## PASSAGE GIVEN
* Start *

When you send a query to an index and the data has been recently ingested or queried that data will be in the cache, this is the main use for the HEAP ram. But when you step out of the cache into older data Elasticsearch has to do some heavy lifting to dig deep into this huge well of data. This may happen infrequently but when it does happen there is a good chance it will dump the cache of recent documents and load in these older time series documents. Depending on how far back you want to look at the data Elasticsearch has to keep digging and digging until it finds it. All during this time processor threads, HEAP ram, and IO are stuck waiting on it to find the data you asked for. Once it is found the data is cached but will quickly be replaced by new queries and new data coming in. So if the same query were ran again in 30 seconds it may find what it needs in the cache, but if it is ran again in 30 minutes it probably will not.

Well again, can’t we just leave it at one shard and let ILM handle this? In and optimal setup Index Lifecycle Management will play a role in all time series data but shard count is always a question.

Setting up ILM to rotate your data at 50GB is great if you are generating this much data over multiple days. and you could do it with 2 nodes. Though you still have to always keep the shard count in mind. This is always the sticking point that many do not seem to grasp, when it comes to shards, you can have too many. No matter if it is your hot nodes or warm nodes you have to keep the shard count as low as possible. This helps with both ingestion and query performance as the system has fewer files to keep track of. In the end a shard is just a collection of files on disk, so much like the OS, low open file count is a great thing. This becomes more prevalent if you are running Elasticsearch in a container such as docker as they can be very strict on resource usage.

Another thing to keep in mind when designing these indices and shard layouts is the fact that even if you have a 3 node cluster using 1 shard that technically leaves one node unused until enough data is collected to roll over the shard. So any queries you send will only use the processing power and ram of one node where spreading the shards out across multiple nodes will bring all processors into play when the data is queried. But there is a caveat here, querying an index with one shard can produce different document scores vs. querying a data with multiple shards.

When you query one shard the results are scored and returned from that one shard. When you query an index with multiple shards every shard returns the data it has already scored. If you request 1000 documents the coordinating node will receive 1000 documents from every shard and rescore them to present you with 1000 total results. So if you have your data on 4 shards the coordinating node would reorder 4000 documents to return your 1000 results.

* End *

## INFORMATION SUPPLIED
* Start *

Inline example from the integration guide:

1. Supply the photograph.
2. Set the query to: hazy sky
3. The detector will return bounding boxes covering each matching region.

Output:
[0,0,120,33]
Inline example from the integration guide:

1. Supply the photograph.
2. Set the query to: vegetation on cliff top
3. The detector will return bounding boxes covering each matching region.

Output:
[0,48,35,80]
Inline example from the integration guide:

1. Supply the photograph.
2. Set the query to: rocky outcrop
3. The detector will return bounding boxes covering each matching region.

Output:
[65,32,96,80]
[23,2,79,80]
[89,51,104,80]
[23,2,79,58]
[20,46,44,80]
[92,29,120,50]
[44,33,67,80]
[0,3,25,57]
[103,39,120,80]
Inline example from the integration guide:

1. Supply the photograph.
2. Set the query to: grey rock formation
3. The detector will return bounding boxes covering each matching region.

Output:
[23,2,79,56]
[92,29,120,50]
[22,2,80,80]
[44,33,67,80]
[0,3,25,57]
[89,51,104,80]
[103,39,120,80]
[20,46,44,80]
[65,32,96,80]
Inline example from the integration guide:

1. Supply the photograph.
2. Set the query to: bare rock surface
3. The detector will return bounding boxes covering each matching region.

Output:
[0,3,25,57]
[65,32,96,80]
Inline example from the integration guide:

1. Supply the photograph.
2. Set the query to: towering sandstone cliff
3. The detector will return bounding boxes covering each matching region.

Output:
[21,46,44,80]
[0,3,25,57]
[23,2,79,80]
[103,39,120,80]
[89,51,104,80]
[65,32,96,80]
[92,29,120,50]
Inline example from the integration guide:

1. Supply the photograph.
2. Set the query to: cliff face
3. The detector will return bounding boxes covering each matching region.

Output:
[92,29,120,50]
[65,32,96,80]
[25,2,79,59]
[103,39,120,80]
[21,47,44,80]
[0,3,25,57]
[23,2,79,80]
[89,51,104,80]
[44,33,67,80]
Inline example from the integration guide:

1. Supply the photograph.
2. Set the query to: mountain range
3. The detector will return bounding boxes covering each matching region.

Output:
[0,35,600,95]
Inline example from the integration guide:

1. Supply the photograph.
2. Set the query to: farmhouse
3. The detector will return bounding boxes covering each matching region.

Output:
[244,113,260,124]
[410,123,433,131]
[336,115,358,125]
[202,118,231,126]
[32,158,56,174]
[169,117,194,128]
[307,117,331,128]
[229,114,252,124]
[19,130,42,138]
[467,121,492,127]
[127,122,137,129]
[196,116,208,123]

* End *

## GIVEN INSTRUCTION 1
In the passage on Elasticsearch shards, how many documents would the coordinating node reorder to return 1000 results when the data is spread across 4 shards?
## GIVEN INSTRUCTION 2
Which things does the passage on Elasticsearch shards say are stuck waiting while Elasticsearch digs for older data? List them all.
## GIVEN INSTRUCTION 3
Carry on the passage on Elasticsearch shards from the point where it stops.

## EXERCISE RESULT 1
4000 documents.

## EXERCISE RESULT 2
Processor threads, HEAP ram, and IO.

## EXERCISE RESULT 3
When looking at moving time series data such as a line visualization this does not cause much of a problem since it is based on moving data points over time. In these situations scoring does not even come into play because the data is being sorted on timestamp which runs in a specific order in a specific direction depending on your sort. But if you query this same data say for a list of devices to generate a report based on a large timeframe that covers multiple shards you could come up with somewhat different results compared to the same query on one shard. This has to be kept in mind. The potential scoring discrepancy will grow with the number of primary shards. This has to be weighed against performance requirements. Though Elasticsearch does support the boost query option which can help level this out.

Visualize your shards as cubes of data, or maybe a book. The data makes up the vertical plane, or book pages and the timestamps make up the horizontal plane, or page numbers. When you dig deep into an index for old time series data Elasticsearch has to flip through everyone of those pages until it finds the beginning of your query and continue reading until it finds the end of your data. If your data is at the bottom of a 50GB stack, it is going to take a while to find it. This is where what I called time slicing can come into play. If you frequently need to query old and new data look into using date stamped indices . This splits the big book into multiple smaller books that are easier to read. This is explained in great depth here https://www.elastic.co/blog/control-ilm-phase-transition-timings-using-origination-date and should be considered in all time series situations. When using date stamped indices you can focus your queries directly to the indices that hold the data you are looking for instead of making the system dig through gigabytes of data to get to that specific date.

There are many variables that come into play when building an Elasticsearch index. Everything from ingest rate, to query rate, to type of query, depth of query, cluster budget and many other factors. I hope the tips above give some clarity in your next cluster design.

Hope this helps.

-Parting Wisdom-
--Go for it, every day.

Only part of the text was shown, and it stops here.